### WHAT TO WORK ON
[a] Transcribe everything in the high-speed rail passage from "The job is still" down to "available to contractors.".
[b] Answer these questions using the high-speed rail passage:
(i) How many pieces of property had been identified as needed as of late October?
(ii) In what year was the first of the three central San Joaquin Valley construction contracts awarded?
(iii) Under the modified agreement, by when must the work be completed?

### DOCUMENT PASSAGE
☆ ☆ ☆ ☆ ☆

California’s high-speed rail project still needs to purchase hundreds of pieces of land

The California High-Speed Rail Authority began trying to buy the land for its railroad right-of-way through the central San Joaquin Valley more than eight years ago.

The job is still not done.

As contractors hired to design and build the 119-mile stretch of the rail line in Fresno, Madera, Kings, Tulare, and Kern counties tweak their plans, the number of property parcels needed for the construction work tends to ebb and flow. Of the 2,267 pieces of property identified as needed as of late October, 1,999 had been purchased or acquired and made available to contractors.

Daniel Horgan, who serves as program administrator for the rail project under a contract with consultant WSP US, reported to the state rail authority’s board on Thursday that 268 parcels of land – almost 12% of the total – was yet to be secured and delivered to builders.

That comes after recent design changes that eliminated the need for 26 parcels, while two more were added to the list.

The pace of property acquisition is critical to progress on the embattled rail project. The first of three construction contracts in the central San Joaquin Valley, for a stretch of the route from north of Madera to south of Fresno, was awarded in 2013 but had yet to lay its hands on any of the land needed before work could begin. Subsequent contracts cover portions of the route from south of Fresno to the Tulare-Kern county line and from the Tulare-Kern line to Shafter in Kern County.

The decision to award construction contracts in the Valley before sufficient planning and land purchases had taken place was driven by a 2017 deadline for project completion that was originally contained in a federal stimulus grant agreement between the state and the Federal Railroad Administration for construction in the Valley. The federal agency later agreed to modify the agreement to require only that the money be spent by the end of September 2017 but requiring completion of the work by the end of 2022 – about a year from now.

☆ ☆ ☆ ☆ ☆

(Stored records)
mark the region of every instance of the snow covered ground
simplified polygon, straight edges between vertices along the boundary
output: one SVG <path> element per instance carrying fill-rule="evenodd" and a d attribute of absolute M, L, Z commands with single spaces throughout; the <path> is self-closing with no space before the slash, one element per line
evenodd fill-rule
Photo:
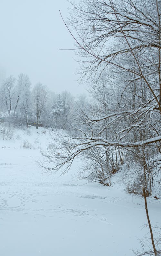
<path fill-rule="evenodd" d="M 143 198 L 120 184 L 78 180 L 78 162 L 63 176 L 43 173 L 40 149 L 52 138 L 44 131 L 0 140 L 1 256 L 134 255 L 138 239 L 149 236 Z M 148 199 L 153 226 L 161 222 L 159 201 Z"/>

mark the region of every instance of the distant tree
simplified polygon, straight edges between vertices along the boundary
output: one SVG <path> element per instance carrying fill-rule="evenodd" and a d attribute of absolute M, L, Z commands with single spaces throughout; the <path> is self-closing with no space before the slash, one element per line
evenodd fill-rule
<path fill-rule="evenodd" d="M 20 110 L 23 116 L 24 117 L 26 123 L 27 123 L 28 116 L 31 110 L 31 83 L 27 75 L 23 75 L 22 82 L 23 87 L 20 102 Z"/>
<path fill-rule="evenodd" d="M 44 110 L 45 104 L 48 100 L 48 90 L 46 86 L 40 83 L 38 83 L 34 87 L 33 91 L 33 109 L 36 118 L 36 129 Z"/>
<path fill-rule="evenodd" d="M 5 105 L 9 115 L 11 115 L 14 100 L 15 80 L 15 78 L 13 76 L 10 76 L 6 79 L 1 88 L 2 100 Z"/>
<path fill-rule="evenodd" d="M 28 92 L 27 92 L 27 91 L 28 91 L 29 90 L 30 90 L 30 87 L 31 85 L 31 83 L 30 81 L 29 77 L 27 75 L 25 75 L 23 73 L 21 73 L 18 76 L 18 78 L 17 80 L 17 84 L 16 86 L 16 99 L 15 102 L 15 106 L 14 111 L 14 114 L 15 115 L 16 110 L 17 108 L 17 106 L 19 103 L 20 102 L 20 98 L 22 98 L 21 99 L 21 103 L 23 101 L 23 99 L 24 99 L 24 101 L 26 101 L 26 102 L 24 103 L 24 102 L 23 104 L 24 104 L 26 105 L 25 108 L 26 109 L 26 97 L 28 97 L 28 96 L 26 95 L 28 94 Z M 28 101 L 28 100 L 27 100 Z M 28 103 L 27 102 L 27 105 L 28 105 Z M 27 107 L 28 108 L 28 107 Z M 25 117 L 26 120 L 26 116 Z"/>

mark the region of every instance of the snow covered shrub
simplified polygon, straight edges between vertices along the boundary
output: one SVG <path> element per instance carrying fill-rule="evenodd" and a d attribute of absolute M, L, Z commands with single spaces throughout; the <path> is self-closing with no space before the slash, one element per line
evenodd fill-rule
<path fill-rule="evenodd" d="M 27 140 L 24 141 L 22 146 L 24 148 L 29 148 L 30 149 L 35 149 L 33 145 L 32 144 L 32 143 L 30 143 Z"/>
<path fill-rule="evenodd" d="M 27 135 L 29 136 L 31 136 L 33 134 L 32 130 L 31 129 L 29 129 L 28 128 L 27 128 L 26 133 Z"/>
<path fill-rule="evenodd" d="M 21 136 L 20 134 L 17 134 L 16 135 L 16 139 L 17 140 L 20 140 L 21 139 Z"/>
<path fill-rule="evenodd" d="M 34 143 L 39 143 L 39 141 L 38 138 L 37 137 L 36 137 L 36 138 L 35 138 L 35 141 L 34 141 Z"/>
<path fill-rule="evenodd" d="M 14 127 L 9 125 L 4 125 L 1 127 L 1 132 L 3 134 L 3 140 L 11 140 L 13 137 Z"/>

☆ ☆ ☆ ☆ ☆

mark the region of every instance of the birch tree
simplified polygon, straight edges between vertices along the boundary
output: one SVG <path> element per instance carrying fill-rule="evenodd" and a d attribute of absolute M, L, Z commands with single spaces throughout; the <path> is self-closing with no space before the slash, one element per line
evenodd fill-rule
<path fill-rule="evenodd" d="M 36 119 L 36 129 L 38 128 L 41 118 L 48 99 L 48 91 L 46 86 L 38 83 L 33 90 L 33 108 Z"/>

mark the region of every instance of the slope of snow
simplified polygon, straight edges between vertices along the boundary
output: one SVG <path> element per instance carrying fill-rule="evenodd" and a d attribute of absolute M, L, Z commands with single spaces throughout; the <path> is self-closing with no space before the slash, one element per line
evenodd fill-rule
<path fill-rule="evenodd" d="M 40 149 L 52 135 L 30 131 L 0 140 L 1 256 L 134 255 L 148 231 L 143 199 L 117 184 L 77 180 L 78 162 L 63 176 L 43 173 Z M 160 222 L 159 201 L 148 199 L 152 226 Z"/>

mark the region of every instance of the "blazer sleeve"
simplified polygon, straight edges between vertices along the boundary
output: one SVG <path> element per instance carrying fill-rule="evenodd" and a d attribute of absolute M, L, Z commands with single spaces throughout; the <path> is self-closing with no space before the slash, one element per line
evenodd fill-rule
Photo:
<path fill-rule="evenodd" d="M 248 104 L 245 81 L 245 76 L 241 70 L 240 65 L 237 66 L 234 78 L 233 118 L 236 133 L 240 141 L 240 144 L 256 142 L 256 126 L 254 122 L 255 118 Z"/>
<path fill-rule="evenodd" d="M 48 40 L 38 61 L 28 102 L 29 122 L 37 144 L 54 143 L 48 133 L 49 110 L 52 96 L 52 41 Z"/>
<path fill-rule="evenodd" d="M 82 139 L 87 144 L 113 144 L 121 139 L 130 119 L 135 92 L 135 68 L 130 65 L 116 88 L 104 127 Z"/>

☆ ☆ ☆ ☆ ☆

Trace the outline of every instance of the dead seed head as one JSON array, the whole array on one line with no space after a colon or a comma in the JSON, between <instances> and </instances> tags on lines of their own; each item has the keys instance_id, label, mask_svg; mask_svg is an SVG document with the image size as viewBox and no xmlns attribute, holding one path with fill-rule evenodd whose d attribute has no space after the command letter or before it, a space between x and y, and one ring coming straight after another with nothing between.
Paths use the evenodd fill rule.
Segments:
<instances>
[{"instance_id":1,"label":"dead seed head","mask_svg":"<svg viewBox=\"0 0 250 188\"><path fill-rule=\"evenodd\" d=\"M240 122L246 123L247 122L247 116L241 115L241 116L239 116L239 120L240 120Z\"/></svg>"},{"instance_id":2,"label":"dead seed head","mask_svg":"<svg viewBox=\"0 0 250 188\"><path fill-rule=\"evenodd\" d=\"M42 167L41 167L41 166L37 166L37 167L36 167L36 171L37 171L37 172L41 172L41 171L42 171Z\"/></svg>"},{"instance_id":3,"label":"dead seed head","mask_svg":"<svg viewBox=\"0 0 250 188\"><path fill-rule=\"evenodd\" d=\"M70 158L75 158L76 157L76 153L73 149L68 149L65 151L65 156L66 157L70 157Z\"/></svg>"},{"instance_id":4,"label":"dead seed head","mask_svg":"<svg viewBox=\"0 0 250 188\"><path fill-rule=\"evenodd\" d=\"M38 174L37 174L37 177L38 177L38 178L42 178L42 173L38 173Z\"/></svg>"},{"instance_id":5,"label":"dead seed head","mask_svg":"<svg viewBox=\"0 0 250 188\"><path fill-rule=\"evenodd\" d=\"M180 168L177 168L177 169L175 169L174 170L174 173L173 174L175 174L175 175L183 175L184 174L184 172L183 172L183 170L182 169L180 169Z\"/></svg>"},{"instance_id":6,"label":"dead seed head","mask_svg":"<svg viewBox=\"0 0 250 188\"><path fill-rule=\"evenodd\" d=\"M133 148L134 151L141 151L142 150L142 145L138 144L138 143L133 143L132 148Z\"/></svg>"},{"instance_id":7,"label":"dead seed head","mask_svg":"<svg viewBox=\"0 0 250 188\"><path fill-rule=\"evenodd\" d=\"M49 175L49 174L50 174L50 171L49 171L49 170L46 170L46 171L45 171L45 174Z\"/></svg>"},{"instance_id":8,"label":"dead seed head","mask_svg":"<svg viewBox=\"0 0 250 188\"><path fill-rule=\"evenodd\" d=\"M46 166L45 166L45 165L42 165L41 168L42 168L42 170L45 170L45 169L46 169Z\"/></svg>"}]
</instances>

☆ ☆ ☆ ☆ ☆

### OUTPUTS IN ORDER
[a]
The job is still not done.

As contractors hired to design and build the 119-mile stretch of the rail line in Fresno, Madera, Kings, Tulare, and Kern counties tweak their plans, the number of property parcels needed for the construction work tends to ebb and flow. Of the 2,267 pieces of property identified as needed as of late October, 1,999 had been purchased or acquired and made available to contractors.

[b]
(i) 2,267
(ii) 2013
(iii) By the end of 2022